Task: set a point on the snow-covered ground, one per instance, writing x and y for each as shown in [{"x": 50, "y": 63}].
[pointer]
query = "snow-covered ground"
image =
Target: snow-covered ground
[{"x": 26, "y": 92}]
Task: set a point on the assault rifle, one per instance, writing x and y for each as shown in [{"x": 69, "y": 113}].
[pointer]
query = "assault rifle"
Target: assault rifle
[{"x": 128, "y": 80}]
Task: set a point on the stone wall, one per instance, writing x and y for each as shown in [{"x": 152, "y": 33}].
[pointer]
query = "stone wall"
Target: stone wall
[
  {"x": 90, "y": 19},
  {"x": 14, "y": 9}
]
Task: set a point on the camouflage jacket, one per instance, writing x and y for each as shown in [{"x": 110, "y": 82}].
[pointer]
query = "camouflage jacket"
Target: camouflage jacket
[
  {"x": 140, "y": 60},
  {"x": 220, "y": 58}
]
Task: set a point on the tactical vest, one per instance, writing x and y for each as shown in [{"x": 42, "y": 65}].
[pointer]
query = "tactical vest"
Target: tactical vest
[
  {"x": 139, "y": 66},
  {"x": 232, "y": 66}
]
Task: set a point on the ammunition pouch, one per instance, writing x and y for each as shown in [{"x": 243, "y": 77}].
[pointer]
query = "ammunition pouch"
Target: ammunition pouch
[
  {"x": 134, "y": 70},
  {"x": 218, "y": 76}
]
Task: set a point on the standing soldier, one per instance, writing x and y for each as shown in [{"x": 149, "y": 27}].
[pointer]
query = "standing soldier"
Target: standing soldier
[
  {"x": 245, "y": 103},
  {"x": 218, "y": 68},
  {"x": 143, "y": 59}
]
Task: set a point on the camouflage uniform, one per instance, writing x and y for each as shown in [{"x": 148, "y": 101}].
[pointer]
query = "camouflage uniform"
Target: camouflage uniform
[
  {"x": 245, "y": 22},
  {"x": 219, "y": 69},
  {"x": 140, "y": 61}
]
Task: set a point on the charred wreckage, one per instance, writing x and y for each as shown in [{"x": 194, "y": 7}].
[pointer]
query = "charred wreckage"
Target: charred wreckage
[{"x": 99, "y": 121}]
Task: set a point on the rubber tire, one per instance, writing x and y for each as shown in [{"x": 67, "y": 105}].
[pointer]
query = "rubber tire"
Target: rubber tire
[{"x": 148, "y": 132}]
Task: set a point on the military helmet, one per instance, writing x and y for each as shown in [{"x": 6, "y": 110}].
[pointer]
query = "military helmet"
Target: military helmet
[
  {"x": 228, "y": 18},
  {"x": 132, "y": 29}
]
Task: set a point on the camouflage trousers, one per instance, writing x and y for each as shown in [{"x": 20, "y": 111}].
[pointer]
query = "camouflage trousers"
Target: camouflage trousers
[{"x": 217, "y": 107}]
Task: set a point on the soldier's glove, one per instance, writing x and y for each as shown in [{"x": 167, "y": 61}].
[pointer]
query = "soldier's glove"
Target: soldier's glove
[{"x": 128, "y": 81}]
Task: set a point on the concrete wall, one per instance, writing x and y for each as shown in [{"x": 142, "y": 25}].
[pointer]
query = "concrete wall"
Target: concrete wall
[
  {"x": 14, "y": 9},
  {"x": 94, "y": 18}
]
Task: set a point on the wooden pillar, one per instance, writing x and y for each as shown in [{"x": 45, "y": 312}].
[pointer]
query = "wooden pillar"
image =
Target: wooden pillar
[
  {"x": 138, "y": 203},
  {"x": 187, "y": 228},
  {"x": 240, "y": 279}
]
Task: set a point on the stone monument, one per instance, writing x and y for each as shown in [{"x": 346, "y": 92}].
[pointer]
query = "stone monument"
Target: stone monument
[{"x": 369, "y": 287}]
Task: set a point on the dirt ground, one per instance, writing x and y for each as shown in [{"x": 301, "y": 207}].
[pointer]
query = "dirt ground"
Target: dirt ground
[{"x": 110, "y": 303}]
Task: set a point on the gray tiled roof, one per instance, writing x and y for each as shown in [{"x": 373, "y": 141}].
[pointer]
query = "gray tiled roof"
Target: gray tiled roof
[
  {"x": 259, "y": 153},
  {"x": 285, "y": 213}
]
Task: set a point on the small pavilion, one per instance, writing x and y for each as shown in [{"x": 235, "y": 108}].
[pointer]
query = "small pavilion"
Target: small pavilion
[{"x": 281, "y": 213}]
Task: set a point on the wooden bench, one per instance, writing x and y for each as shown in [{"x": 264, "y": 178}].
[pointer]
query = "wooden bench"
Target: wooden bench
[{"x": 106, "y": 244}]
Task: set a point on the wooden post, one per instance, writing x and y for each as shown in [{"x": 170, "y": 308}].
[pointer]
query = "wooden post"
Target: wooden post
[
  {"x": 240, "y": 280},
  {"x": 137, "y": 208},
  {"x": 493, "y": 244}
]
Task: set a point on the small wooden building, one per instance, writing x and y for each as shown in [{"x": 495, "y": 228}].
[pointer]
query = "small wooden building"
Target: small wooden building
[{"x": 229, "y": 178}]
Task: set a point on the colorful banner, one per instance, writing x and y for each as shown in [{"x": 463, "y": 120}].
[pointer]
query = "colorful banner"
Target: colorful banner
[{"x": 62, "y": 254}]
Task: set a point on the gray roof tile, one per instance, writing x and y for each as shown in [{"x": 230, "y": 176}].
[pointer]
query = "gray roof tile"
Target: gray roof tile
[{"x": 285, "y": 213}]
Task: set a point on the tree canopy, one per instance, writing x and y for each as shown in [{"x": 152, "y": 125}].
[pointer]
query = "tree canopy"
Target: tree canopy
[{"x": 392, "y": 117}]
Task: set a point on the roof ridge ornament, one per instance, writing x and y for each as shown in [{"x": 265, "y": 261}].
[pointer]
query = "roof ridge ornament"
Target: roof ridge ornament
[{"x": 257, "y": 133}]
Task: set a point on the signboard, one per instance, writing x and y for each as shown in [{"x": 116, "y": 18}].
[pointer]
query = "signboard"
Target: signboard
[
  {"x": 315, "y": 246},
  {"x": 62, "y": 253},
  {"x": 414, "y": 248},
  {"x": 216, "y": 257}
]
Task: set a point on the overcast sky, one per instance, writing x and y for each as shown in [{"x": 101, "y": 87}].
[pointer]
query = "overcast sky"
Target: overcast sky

::::::::::

> _Problem statement_:
Copy every one of the entries above word for word, keeping each line unchanged and in the same order.

> _Solution for this exercise_:
Task: set a point on the snow-covered ground, one per instance, writing x and y for each as shown in [{"x": 50, "y": 63}].
[pointer]
query = "snow-covered ground"
image =
Target: snow-covered ground
[{"x": 26, "y": 92}]
Task: set a point on the assault rifle, one per instance, writing x and y for each as shown in [{"x": 69, "y": 113}].
[pointer]
query = "assault rifle"
Target: assault rifle
[{"x": 128, "y": 80}]
Task: set a point on the stone wall, one per instance, writing x and y for each as shown in [{"x": 152, "y": 33}].
[pointer]
query = "stone wall"
Target: stone wall
[
  {"x": 90, "y": 19},
  {"x": 14, "y": 9}
]
Task: set a point on the camouflage jacket, one per instance, writing x and y for each as shown in [{"x": 110, "y": 82}].
[pointer]
query = "camouflage jacket"
Target: camouflage jacket
[
  {"x": 140, "y": 60},
  {"x": 220, "y": 58}
]
Task: set a point on the tactical vest, one per instance, writing x and y for each as shown in [{"x": 42, "y": 65}].
[pointer]
query = "tactical vest"
Target: tactical vest
[
  {"x": 139, "y": 66},
  {"x": 232, "y": 66}
]
Task: set a point on the ammunition pouch, one per instance, writing x and y for each as shown in [{"x": 243, "y": 77}].
[pointer]
query = "ammunition pouch"
Target: ammunition pouch
[
  {"x": 134, "y": 70},
  {"x": 218, "y": 76}
]
Task: set a point on the standing soldier, one per instance, writing x and y for each as shown in [{"x": 149, "y": 27}].
[pointer]
query = "standing soldier"
Target: standing soldier
[
  {"x": 245, "y": 103},
  {"x": 218, "y": 68},
  {"x": 143, "y": 59}
]
Task: set a point on the camouflage uniform, one per instance, writing x and y for each as shown in [{"x": 148, "y": 101}].
[pointer]
query = "camouflage uniform"
Target: camouflage uniform
[
  {"x": 245, "y": 22},
  {"x": 219, "y": 69},
  {"x": 140, "y": 61}
]
Task: set a point on the charred wreckage, one per instance, writing x and y for each as shown in [{"x": 194, "y": 7}].
[pointer]
query = "charred wreckage"
Target: charred wreckage
[{"x": 99, "y": 121}]
Task: set a point on the rubber tire, one per instance, writing x and y for each as shown in [{"x": 67, "y": 105}].
[pointer]
query = "rubber tire"
Target: rubber tire
[{"x": 148, "y": 132}]
Task: set a point on the military helmet, one per instance, writing x and y for each as shown in [{"x": 6, "y": 110}].
[pointer]
query = "military helmet"
Target: military helmet
[
  {"x": 228, "y": 18},
  {"x": 132, "y": 29}
]
Task: set a point on the camouflage trousers, one per instance, writing x and y for each as shown in [{"x": 20, "y": 111}].
[pointer]
query = "camouflage trousers"
Target: camouflage trousers
[{"x": 217, "y": 107}]
Task: set a point on the soldier's glove, one per instance, writing x and y for each as shown in [{"x": 167, "y": 61}].
[pointer]
query = "soldier's glove"
Target: soldier's glove
[{"x": 128, "y": 81}]
Task: set a point on the concrete wall, one per instance, writing x and y for each as shown in [{"x": 142, "y": 25}].
[pointer]
query = "concrete wall"
Target: concrete wall
[
  {"x": 14, "y": 9},
  {"x": 94, "y": 18}
]
Task: set a point on the wooden pillar, one per instance, writing x and y for each as shown in [{"x": 45, "y": 312}].
[pointer]
query = "wooden pillar"
image =
Target: wooden pillar
[
  {"x": 138, "y": 203},
  {"x": 187, "y": 228},
  {"x": 240, "y": 279}
]
Task: set a point on the stone monument, one per instance, writing x and y for each as shown in [{"x": 346, "y": 92}].
[pointer]
query = "stone monument"
Target: stone monument
[{"x": 369, "y": 287}]
Task: set a point on the dirt ground, one per instance, writing x and y for each as shown in [{"x": 301, "y": 207}].
[pointer]
query = "dirt ground"
Target: dirt ground
[{"x": 110, "y": 303}]
Task: set a point on the gray tiled roof, one per instance, writing x and y for each as shown in [{"x": 373, "y": 141}].
[pointer]
query = "gray tiled roof"
Target: gray tiled roof
[
  {"x": 259, "y": 153},
  {"x": 285, "y": 213}
]
Task: set a point on the small pavilion, one per instance, writing x and y for each as shown in [{"x": 235, "y": 108}].
[pointer]
query = "small pavilion"
Target: small pavilion
[{"x": 281, "y": 213}]
Task: set a point on the wooden bench, one per instance, writing x and y for each as shown in [{"x": 264, "y": 178}].
[pointer]
query = "wooden bench"
Target: wooden bench
[{"x": 106, "y": 244}]
Task: set a point on the wooden post, one per instance, writing x and y for each as shown in [{"x": 170, "y": 308}].
[pointer]
query = "wooden post"
Target: wooden post
[
  {"x": 240, "y": 280},
  {"x": 137, "y": 208},
  {"x": 493, "y": 244}
]
Task: set a point on the small wooden building, one per instance, writing x and y for each as shown in [{"x": 495, "y": 228}].
[pointer]
query = "small wooden building"
Target: small wooden building
[{"x": 229, "y": 178}]
Task: set a point on the colorful banner, one per instance, writing x and y for each as shown in [{"x": 463, "y": 120}].
[pointer]
query = "colorful banner"
Target: colorful banner
[{"x": 62, "y": 254}]
Task: set a point on the gray roof tile, one per instance, writing x and y for each as shown in [{"x": 230, "y": 176}].
[pointer]
query = "gray roof tile"
Target: gray roof tile
[{"x": 285, "y": 213}]
Task: set a point on the tree canopy, one per instance, writing x and y for each as shown in [{"x": 152, "y": 125}].
[pointer]
query = "tree canopy"
Target: tree canopy
[{"x": 392, "y": 117}]
Task: set a point on the roof ridge ornament, one per instance, writing x and y for each as shown in [{"x": 265, "y": 261}].
[pointer]
query = "roof ridge ornament"
Target: roof ridge ornament
[{"x": 257, "y": 133}]
Task: set a point on the signboard, one per instance, writing x and y for each as shown in [{"x": 116, "y": 18}].
[pointer]
query = "signboard"
Target: signboard
[
  {"x": 315, "y": 246},
  {"x": 62, "y": 253},
  {"x": 414, "y": 248},
  {"x": 216, "y": 257}
]
Task: set a point on the overcast sky, one per instance, writing x and y for each as shown in [{"x": 101, "y": 87}].
[pointer]
query = "overcast sky"
Target: overcast sky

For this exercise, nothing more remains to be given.